# WHAT TO PRODUCE:
Write out each record below exactly as it appears, with no pictures.

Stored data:
((
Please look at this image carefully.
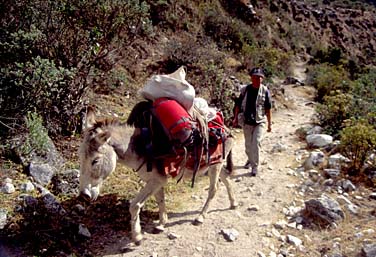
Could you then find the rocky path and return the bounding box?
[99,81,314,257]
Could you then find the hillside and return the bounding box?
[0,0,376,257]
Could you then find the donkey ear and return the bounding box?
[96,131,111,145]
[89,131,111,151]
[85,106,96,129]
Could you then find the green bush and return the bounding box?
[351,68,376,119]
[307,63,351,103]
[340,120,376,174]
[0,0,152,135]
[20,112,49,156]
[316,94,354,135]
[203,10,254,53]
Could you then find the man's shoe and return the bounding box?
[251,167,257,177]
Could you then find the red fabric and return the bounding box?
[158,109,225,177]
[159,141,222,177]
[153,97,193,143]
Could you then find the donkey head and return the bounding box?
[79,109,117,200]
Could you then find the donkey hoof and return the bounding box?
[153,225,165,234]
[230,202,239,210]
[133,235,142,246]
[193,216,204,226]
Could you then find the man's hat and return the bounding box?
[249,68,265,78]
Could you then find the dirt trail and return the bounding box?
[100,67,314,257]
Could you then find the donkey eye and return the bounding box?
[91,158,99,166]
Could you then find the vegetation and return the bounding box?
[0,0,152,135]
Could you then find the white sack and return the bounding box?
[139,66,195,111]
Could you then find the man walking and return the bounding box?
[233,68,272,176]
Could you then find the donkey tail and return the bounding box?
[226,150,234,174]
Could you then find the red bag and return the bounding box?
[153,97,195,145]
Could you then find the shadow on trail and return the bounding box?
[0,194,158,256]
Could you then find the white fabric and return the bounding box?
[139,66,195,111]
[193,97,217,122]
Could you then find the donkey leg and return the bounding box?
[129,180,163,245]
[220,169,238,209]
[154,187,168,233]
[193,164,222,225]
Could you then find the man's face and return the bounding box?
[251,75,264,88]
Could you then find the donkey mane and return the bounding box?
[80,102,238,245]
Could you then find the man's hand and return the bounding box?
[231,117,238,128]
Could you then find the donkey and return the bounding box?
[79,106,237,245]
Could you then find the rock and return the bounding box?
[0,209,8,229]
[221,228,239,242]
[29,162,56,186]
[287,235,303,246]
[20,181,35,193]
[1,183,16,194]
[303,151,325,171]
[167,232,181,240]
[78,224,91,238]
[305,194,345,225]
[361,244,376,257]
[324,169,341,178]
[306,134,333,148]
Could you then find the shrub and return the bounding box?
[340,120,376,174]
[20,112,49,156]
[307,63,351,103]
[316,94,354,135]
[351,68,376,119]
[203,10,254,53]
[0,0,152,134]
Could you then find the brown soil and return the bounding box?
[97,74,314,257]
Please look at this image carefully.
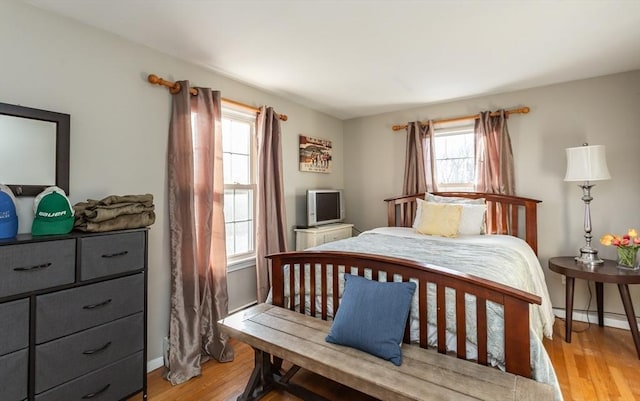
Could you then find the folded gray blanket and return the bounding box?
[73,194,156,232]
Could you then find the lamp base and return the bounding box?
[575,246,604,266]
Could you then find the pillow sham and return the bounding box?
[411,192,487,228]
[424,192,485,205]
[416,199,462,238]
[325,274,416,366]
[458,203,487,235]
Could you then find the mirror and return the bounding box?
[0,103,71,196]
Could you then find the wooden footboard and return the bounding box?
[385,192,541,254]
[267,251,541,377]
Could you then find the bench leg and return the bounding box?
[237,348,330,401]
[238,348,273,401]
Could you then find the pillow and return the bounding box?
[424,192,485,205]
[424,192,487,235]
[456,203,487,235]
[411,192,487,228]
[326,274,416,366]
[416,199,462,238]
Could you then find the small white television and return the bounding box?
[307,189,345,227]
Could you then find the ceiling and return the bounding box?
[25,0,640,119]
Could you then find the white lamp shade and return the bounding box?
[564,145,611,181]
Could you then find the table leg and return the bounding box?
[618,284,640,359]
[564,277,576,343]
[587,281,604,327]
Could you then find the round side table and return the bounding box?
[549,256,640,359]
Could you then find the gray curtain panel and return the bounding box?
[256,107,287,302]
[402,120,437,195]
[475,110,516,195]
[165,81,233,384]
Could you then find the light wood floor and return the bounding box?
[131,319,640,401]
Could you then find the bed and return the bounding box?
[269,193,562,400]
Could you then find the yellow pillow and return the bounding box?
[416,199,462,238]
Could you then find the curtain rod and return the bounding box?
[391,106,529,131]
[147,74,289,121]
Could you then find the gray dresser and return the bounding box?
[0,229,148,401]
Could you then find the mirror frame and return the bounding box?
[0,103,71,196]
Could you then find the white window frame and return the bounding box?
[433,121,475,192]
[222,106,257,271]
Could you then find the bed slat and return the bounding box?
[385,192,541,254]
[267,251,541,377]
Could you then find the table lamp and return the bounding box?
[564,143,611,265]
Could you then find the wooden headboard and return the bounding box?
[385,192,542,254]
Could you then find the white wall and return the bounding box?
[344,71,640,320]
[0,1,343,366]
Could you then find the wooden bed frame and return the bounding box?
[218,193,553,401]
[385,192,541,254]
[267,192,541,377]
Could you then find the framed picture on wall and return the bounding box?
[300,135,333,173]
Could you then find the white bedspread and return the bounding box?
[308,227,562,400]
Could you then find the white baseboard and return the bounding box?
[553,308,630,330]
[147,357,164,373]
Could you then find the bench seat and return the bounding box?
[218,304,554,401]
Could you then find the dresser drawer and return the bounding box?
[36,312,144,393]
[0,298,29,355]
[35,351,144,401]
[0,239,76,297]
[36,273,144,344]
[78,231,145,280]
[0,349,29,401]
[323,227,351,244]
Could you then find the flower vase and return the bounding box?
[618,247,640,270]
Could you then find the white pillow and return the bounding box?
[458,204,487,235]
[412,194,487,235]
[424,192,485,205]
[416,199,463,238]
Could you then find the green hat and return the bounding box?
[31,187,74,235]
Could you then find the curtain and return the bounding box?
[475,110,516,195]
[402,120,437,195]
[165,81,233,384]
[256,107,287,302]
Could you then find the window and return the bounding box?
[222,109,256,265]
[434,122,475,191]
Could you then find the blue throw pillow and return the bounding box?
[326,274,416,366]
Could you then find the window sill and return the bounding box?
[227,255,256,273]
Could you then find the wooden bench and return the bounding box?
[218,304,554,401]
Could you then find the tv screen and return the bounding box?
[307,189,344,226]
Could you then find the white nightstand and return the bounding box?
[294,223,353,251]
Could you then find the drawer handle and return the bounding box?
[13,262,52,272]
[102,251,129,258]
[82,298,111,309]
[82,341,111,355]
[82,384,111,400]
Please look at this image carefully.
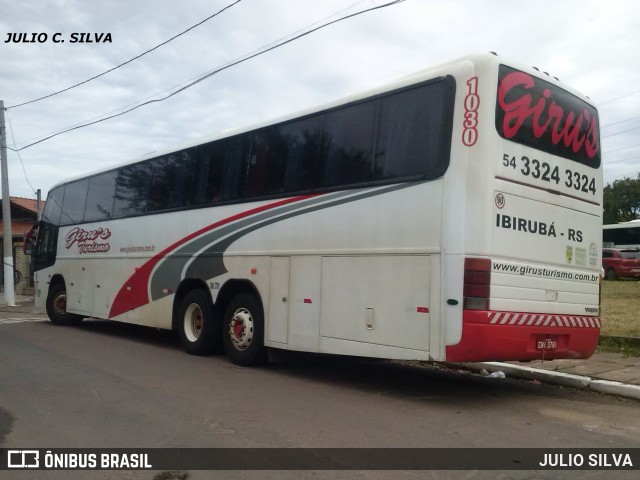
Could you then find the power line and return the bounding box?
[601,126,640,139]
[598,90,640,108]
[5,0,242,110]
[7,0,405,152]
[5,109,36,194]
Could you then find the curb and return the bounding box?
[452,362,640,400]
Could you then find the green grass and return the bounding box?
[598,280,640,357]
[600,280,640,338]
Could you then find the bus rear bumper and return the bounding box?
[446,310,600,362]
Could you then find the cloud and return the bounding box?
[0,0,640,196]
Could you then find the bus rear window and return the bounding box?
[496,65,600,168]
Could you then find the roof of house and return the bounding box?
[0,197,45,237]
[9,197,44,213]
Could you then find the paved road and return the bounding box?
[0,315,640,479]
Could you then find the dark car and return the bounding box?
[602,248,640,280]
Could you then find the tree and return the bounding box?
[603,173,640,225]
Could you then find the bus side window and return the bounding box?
))
# REPLY TO THE EXERCISE:
Please look at this image carefully.
Could you then find the rocky path and return the bounding box?
[99,81,314,257]
Could you then find the hillside and return the bounding box?
[0,0,376,257]
Could you then find the donkey ear and return the bounding box?
[96,131,111,145]
[89,131,111,151]
[85,106,96,129]
Could you then find the green bush and return the bounding box?
[351,68,376,119]
[307,63,351,103]
[340,120,376,174]
[0,0,152,135]
[20,112,49,156]
[316,94,354,135]
[203,10,254,53]
Could you then find the man's shoe and return the bounding box?
[251,167,257,177]
Could you then find the red fabric and return the bounding box?
[158,109,225,177]
[159,141,222,177]
[153,97,193,143]
Could you then find the donkey head and return the bounding box?
[79,109,117,200]
Could you then find the donkey hoof and return the bounding box?
[153,225,165,234]
[230,202,239,210]
[133,235,142,246]
[193,216,204,226]
Could you then find the man's hat and return the bounding box?
[249,68,265,78]
Could you then find the dirt trail and return the bounding box?
[100,67,314,257]
Could you then find the donkey eye and return the bounding box?
[91,158,99,166]
Could you then find the vegetation and return the bounding box?
[0,0,152,135]
Could you then find the white sack and return the bounding box?
[139,66,195,111]
Could you then find the man walking and return the bounding box?
[233,68,272,176]
Could you then find the donkey tail and return the bounding box?
[226,150,234,174]
Could you then find the red bag and return the bounding box?
[153,97,195,145]
Could you then find the shadow on trail and return the bounding box?
[0,194,158,256]
Could you then find the white fabric and return the bounding box?
[139,66,195,111]
[193,97,217,122]
Could you then find the donkey leg and return the bounding box?
[129,180,163,245]
[220,169,238,209]
[154,187,168,233]
[193,164,222,225]
Could you then find the man's face and return the bounding box?
[251,75,264,88]
Could you then find the donkey mane and return the bounding box?
[80,102,238,245]
Could you then find the man's hand and return the bounding box?
[231,117,238,128]
Could you then find the donkey and return the bounding box?
[79,106,237,245]
Could you then find the rock and return the bounding box?
[0,209,8,229]
[221,228,239,242]
[29,162,56,186]
[287,235,303,246]
[20,181,35,193]
[1,183,16,194]
[303,151,325,171]
[167,232,181,240]
[78,224,91,238]
[305,194,345,225]
[361,244,376,257]
[324,169,341,178]
[306,134,333,148]
Could you then find the shrub and return the bounding box?
[340,120,376,174]
[20,112,49,156]
[307,63,351,103]
[316,94,354,135]
[351,68,376,119]
[203,10,254,53]
[0,0,152,134]
Could you then find the brown soil and return the bounding box?
[97,74,314,257]
Please look at this image carefully.
Could you then find the folded gray blanket and return the bounding box?
[73,194,156,232]
Could you then find the lamp base and return the bounding box?
[575,246,604,266]
Could you then find the pillow sham and return the bounding box?
[411,192,487,228]
[424,192,485,205]
[416,199,462,238]
[325,274,416,366]
[458,203,487,235]
Could you then find the mirror and return the bounding box?
[0,103,71,196]
Could you then find the wooden footboard and return the bounding box?
[385,192,541,254]
[267,251,541,377]
Could you then find the bench leg and return the bounding box?
[237,348,330,401]
[238,348,273,401]
Could you then find the pillow and return the bounding box?
[424,192,485,205]
[424,192,487,235]
[456,203,487,235]
[411,192,487,228]
[326,274,416,366]
[416,199,462,238]
Could you then find the small white television and return the bounding box?
[307,189,345,227]
Could you then find the ceiling and return the bounding box?
[25,0,640,119]
Could you then find the white lamp shade and return the bounding box?
[564,145,611,181]
Could you then find the table leg and return the bounding box?
[618,284,640,359]
[564,277,576,343]
[587,281,604,327]
Could you then find the round side table and return the bounding box?
[549,256,640,359]
Could you then find the gray curtain panel and return the bounding box?
[256,107,287,302]
[402,120,437,195]
[475,110,516,195]
[165,81,233,384]
Could you then find the light wood floor and return the bounding box?
[131,319,640,401]
Could you then find the bed and return the bounding box?
[269,193,562,400]
Could you then find the yellow pillow and return the bounding box?
[416,199,462,238]
Could you then find the curtain rod and return the bounding box?
[391,106,529,131]
[147,74,289,121]
Could you then find the gray dresser and return the bounding box?
[0,229,148,401]
Could you then find the mirror frame and return the bounding box?
[0,103,71,196]
Could you then find the white window frame and return the bounding box?
[433,121,475,192]
[222,106,257,271]
Could you then find the bed slat and return the bounding box?
[385,192,541,254]
[267,251,541,377]
Could you then find the table lamp and return the bounding box?
[564,143,611,265]
Could you then find the wooden headboard and return the bounding box?
[385,192,542,254]
Could you then find the white wall and return the bounding box?
[344,71,640,320]
[0,1,343,366]
Could you then find the wooden bed frame and return the bounding box?
[218,193,553,401]
[385,192,541,254]
[267,192,541,377]
Could you then find the framed picture on wall and return the bounding box?
[300,135,333,173]
Could you then find the white bedspread and return the bounding box?
[308,227,562,400]
Could you then find the white baseboard and return the bounding box?
[553,308,630,330]
[147,357,164,373]
Could you then find the bench seat and return the bounding box?
[218,304,554,401]
Could you then find the dresser drawer and return the bounding box?
[36,312,144,393]
[0,298,29,355]
[35,351,144,401]
[0,239,76,297]
[36,273,144,344]
[78,231,145,280]
[0,349,29,401]
[323,227,351,244]
Could you then find the flower vase and return the bounding box?
[618,247,640,270]
Could you then find the white pillow and return the bounding box?
[458,204,487,235]
[412,194,487,235]
[424,192,485,205]
[416,199,463,238]
Could you then find the green hat and return the bounding box?
[31,187,74,235]
Could you then find the curtain and return the bounding box?
[475,110,516,195]
[402,120,437,195]
[165,81,233,384]
[256,107,287,302]
Could you then find the window and return the bounding box?
[222,109,256,265]
[434,122,475,191]
Could you then find the blue throw pillow and return the bounding box?
[326,274,416,366]
Could you then find the window sill and return the bounding box?
[227,255,256,273]
Could you then find the wooden bench and return the bounding box?
[218,304,554,401]
Could you then find the tv screen and return the bounding box?
[307,189,344,226]
Could you then find the white nightstand and return the bounding box?
[294,223,353,251]
Could you then find the drawer handle and return the bounding box?
[13,262,52,272]
[102,251,129,258]
[82,298,111,309]
[82,341,111,355]
[82,384,111,400]
Please look at this image carefully.
Could you then find the power line and return the bounding box?
[601,126,640,139]
[598,90,640,108]
[5,0,242,110]
[7,0,405,152]
[5,109,36,194]
Could you then find the curb and return the bounding box?
[452,362,640,400]
Could you then find the green grass and return the bounding box?
[598,280,640,357]
[600,280,640,338]
Could you then find the bus rear bumper and return the bounding box?
[446,310,600,362]
Could you then find the cloud and return the bounding box?
[0,0,640,196]
Could you then find the bus rear window and return the bounding box?
[496,65,600,168]
Could you then find the roof of house and return the bounding box?
[0,197,45,237]
[9,197,44,213]
Could you then find the paved road and return the bounding box?
[0,315,640,479]
Could you then find the dark car and return the bounding box?
[602,248,640,280]
Could you then find the tree and return the bounding box?
[603,173,640,225]
Could you then find the bus side window and return the bounding box?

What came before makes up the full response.